═════ Отрывок
В конце января 1965 года я был разбужен телефонным звонком, и незнакомый женский голос сказал, что для меня есть каталог выставки Зверева. Так я узнал, что выставка, о которой так много говорилось и в возможность которой так мало верилось, все-таки состоится. Ее предистория довольно интересна, я скажу о ней в двух словах.
Во время своего первого визита в Москву французский дирижер Маркевич увидел в одном частном собрании среди картин Кандинского, Шагала и Татлина работы молодого московского художника Анатолия Зверева. Впоследствии он познакомился с самим Зверевым. Он встретил человека среднего роста, небритого, давно не мывшегося, в поношенной одежде с чужого плеча, стоптанных ботинках, с маленьким личиком, затравленными глазами и нервными жестами. Маркевич уже знал, что перед ним одна из самых интересных фигур современной русской живописи, но я думаю, что в его любви к Звереву как художнику и в решении устроить ему выставку за границей большую роль сыграл интерес к Звереву-человеку. Маркевич и Зверев казались мне вообще очень похожими друг на друга, и мне приходила в голову мысль, что если Звереву дать уверенность и славу знаменитого дирижера, он был бы вылитый Маркевич.
══════════
═════ Исходные данные
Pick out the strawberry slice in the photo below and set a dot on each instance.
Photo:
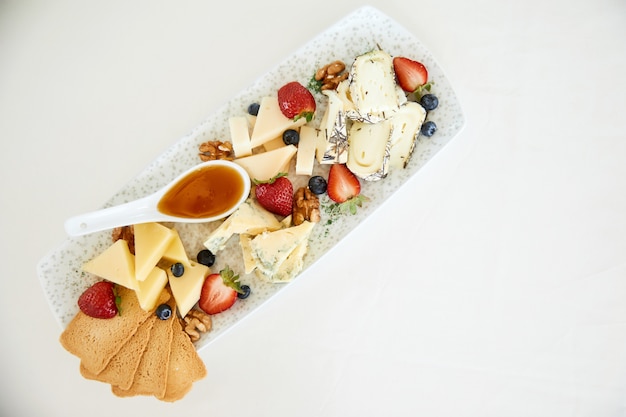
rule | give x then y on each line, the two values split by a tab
296	101
275	194
99	301
219	291
412	75
344	188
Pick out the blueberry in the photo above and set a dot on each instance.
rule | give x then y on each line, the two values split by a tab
429	102
246	292
429	128
206	257
253	109
317	184
178	269
164	312
291	137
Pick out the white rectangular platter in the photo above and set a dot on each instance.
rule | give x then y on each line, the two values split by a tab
365	29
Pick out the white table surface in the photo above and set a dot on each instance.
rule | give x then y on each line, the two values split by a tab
494	286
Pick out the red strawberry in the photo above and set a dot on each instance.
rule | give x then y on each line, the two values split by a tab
275	194
411	75
296	101
99	301
344	187
219	291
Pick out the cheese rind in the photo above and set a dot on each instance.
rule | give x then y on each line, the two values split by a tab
115	264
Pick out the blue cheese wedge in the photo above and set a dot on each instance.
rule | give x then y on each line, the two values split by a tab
369	149
373	88
406	127
271	249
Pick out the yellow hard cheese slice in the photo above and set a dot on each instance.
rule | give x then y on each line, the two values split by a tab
115	264
305	158
149	290
186	288
270	249
151	242
175	252
270	122
263	166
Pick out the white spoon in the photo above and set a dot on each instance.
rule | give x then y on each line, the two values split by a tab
209	191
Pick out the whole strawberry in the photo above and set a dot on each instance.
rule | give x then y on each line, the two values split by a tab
296	101
412	76
99	301
275	195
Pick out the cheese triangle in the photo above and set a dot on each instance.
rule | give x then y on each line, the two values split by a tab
115	264
151	242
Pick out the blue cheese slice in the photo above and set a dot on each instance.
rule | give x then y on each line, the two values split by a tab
373	88
369	149
270	249
406	128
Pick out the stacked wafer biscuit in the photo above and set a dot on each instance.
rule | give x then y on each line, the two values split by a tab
135	352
══════════
#### Задания:
- A) Можете напечатать отрывок о выставке Зверева: всё, начиная со слов «В конце января» и вплоть до слов «в двух словах.»?
- B) Что идёт дальше в отрывке о выставке Зверева? Продолжите его после последнего предложения.

#### Ответы по заданиям:
- A)
В конце января 1965 года я был разбужен телефонным звонком, и незнакомый женский голос сказал, что для меня есть каталог выставки Зверева. Так я узнал, что выставка, о которой так много говорилось и в возможность которой так мало верилось, все-таки состоится. Ее предистория довольно интересна, я скажу о ней в двух словах.

- B)
Я познакомился с Игорем Борисовичем Маркевичем во время его последнего приезда в Советский Союз осенью 1964 года, когда, по его словам, выставка уже была делом решенным, он уже договорился с владелицей галереи. Тем не менее я мало верил в это, именно потому, что о выставке так открыто и много говорилось, тогда как мы в Москве самое маленькое начинание в области левого искусства привыкли обставлять строжайшей тайной. И вот теперь я смог убедиться, что был неправ.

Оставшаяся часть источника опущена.